**OBJECTIVES**
**A.** The review of The Games quotes several phrases from the erasure poem it discusses. List every one of them.
**B.** Retype everything in the review of The Games from "Steven Waling Reviews" down to "it was about.", without changing a word.

**SELECTED PASSAGE**
● ● ● ● ●

Steven Waling Reviews ‘The Games’ by Harry Josephine Giles
There’s something about this collection, The Games – by a poet previously unknown to me – that is immediately enjoyable, and even fun – without necessarily being able to ‘get’ everything in the poems. Poetry with an air of experiment about it sometimes can see po-faced and over-serious in ways which can make it seem artificially distant from the reader; but in this collection, I find myself smiling at just the concept of the poem, without having worked out what it was about.
Take ‘The Following Content is Acceptable’, an erasure poem made from an official document about various acts banned in UK pornography. The poem is a scatter of words across the page but, across the poem, the text is perfectly accessible, and suggestive too. It uses the language of official documents to satirise the whole idea of censorship. Phrases leap out: “Fist is acceptable”; “knuckle is acceptable”; “Art transient and extreme.”

● ● ● ● ●

**DATASET EXTRACT**
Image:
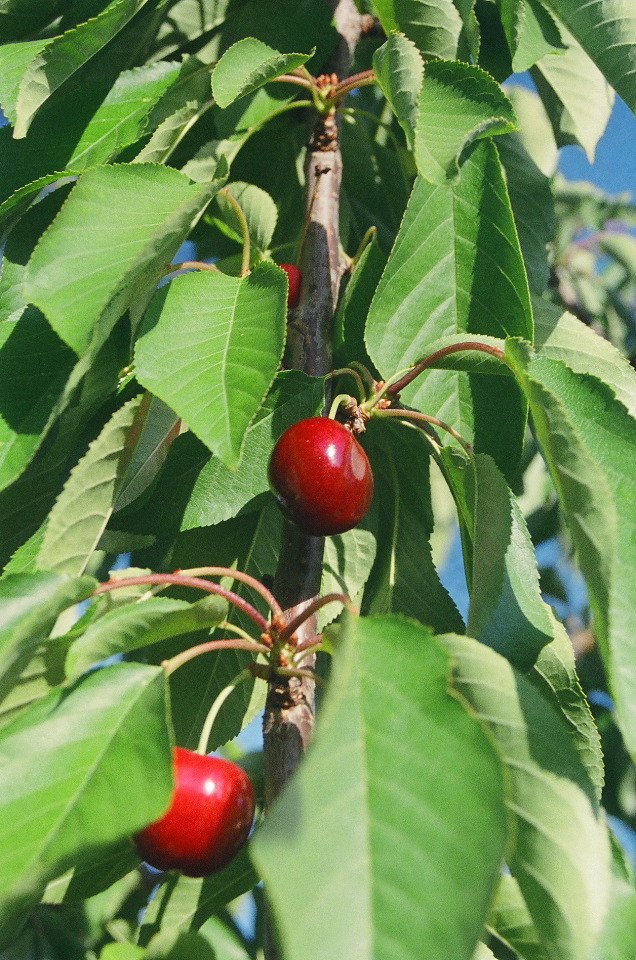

● ● ● ● ●

**ANSWERS PROVIDED**
**A.**
"Fist is acceptable"
"knuckle is acceptable"
"Art transient and extreme."

**B.**
Steven Waling Reviews ‘The Games’ by Harry Josephine Giles
There’s something about this collection, The Games – by a poet previously unknown to me – that is immediately enjoyable, and even fun – without necessarily being able to ‘get’ everything in the poems. Poetry with an air of experiment about it sometimes can see po-faced and over-serious in ways which can make it seem artificially distant from the reader; but in this collection, I find myself smiling at just the concept of the poem, without having worked out what it was about.